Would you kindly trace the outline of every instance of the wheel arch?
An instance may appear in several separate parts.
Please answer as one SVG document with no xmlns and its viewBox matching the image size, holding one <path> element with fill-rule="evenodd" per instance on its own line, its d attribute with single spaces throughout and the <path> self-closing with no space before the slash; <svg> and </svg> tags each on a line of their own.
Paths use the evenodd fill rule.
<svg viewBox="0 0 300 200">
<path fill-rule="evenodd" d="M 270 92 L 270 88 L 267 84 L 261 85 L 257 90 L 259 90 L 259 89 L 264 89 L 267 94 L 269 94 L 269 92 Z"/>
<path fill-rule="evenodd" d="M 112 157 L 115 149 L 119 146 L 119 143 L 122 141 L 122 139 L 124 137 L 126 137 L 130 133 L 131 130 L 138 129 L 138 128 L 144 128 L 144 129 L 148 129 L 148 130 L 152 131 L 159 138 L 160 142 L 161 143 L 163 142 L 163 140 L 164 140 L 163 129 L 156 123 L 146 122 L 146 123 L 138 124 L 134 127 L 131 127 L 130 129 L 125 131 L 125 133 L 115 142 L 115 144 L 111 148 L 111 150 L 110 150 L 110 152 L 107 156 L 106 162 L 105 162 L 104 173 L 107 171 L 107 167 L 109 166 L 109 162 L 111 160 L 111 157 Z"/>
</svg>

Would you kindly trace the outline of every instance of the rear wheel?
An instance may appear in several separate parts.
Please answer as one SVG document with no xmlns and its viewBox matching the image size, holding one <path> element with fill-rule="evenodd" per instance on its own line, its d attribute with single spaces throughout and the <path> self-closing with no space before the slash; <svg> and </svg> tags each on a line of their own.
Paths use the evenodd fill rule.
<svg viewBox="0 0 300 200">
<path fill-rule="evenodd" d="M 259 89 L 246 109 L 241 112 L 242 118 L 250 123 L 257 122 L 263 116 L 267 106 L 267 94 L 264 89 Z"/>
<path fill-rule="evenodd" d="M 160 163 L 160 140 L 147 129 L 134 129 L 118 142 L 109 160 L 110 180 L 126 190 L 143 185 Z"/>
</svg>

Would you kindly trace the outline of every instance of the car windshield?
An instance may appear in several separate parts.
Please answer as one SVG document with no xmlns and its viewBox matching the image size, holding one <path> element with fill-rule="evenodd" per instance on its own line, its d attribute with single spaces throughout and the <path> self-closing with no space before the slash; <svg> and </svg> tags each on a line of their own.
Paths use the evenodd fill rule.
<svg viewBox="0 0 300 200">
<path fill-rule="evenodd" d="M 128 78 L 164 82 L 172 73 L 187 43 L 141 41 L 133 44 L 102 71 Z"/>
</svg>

● **DIRECTIONS FOR THIS TASK**: In this exercise, the data above is to be printed exactly.

● **TASK RESPONSE**:
Would you kindly trace the outline of every instance of the wheel arch?
An instance may appear in several separate parts.
Please answer as one SVG document with no xmlns and its viewBox matching the image size, holding one <path> element with fill-rule="evenodd" per instance on its own line, its d attribute with single spaces throughout and the <path> self-closing with no space before the slash; <svg> and </svg> tags each on a line of their own.
Paths use the evenodd fill rule.
<svg viewBox="0 0 300 200">
<path fill-rule="evenodd" d="M 270 92 L 270 88 L 267 84 L 261 85 L 257 90 L 259 90 L 259 89 L 264 89 L 267 94 L 269 94 L 269 92 Z"/>
<path fill-rule="evenodd" d="M 112 157 L 115 149 L 119 146 L 119 143 L 122 141 L 122 139 L 124 137 L 126 137 L 130 133 L 131 130 L 138 129 L 138 128 L 144 128 L 144 129 L 148 129 L 148 130 L 152 131 L 159 138 L 160 142 L 161 143 L 163 142 L 163 140 L 164 140 L 163 129 L 156 123 L 146 122 L 146 123 L 138 124 L 134 127 L 131 127 L 130 129 L 125 131 L 125 133 L 115 142 L 115 144 L 111 148 L 111 150 L 110 150 L 110 152 L 107 156 L 106 162 L 105 162 L 104 173 L 107 171 L 107 167 L 109 166 L 109 162 L 111 160 L 111 157 Z"/>
</svg>

Would you kindly trace the outline of every instance of the rear wheel?
An instance may appear in several separate parts.
Please answer as one SVG document with no xmlns and its viewBox matching the image size, holding one <path> element with fill-rule="evenodd" per instance on its own line, its d attribute with single spaces throughout and the <path> self-closing with no space before the slash; <svg> and </svg> tags each on a line of their own.
Paths use the evenodd fill rule.
<svg viewBox="0 0 300 200">
<path fill-rule="evenodd" d="M 259 89 L 246 109 L 241 112 L 242 118 L 250 123 L 257 122 L 263 116 L 267 106 L 267 94 L 264 89 Z"/>
<path fill-rule="evenodd" d="M 160 163 L 160 140 L 147 129 L 134 129 L 118 142 L 109 160 L 110 180 L 126 190 L 143 185 Z"/>
</svg>

Would you kindly trace the outline of every instance of the car windshield?
An instance may appear in several separate parts.
Please answer as one SVG document with no xmlns and its viewBox matching the image size, holding one <path> element with fill-rule="evenodd" per instance on its own line, its d attribute with single spaces throughout and the <path> self-closing with no space before the slash; <svg> and </svg> tags each on a line of their own.
Paths use the evenodd fill rule.
<svg viewBox="0 0 300 200">
<path fill-rule="evenodd" d="M 128 78 L 164 82 L 172 73 L 187 43 L 141 41 L 133 44 L 102 71 Z"/>
</svg>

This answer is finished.